■ **What you need to do**
Edit these lines so that "gold circular emblem" is replaced with "silver round badge" everywhere it occurs, keeping everything else unchanged.

■ **Working data**

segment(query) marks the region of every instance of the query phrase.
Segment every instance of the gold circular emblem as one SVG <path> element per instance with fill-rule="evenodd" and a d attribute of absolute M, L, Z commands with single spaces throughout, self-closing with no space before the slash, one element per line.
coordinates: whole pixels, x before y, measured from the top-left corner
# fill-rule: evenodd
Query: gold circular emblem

■ **Reply to the task**
segment(query) marks the region of every instance of the query phrase.
Segment every instance of the silver round badge as one SVG <path> element per instance with fill-rule="evenodd" and a d attribute of absolute M, L, Z commands with single spaces throughout, self-closing with no space before the slash, one element per line.
coordinates: whole pixels, x before y, measured from the top-left corner
# fill-rule: evenodd
Query: silver round badge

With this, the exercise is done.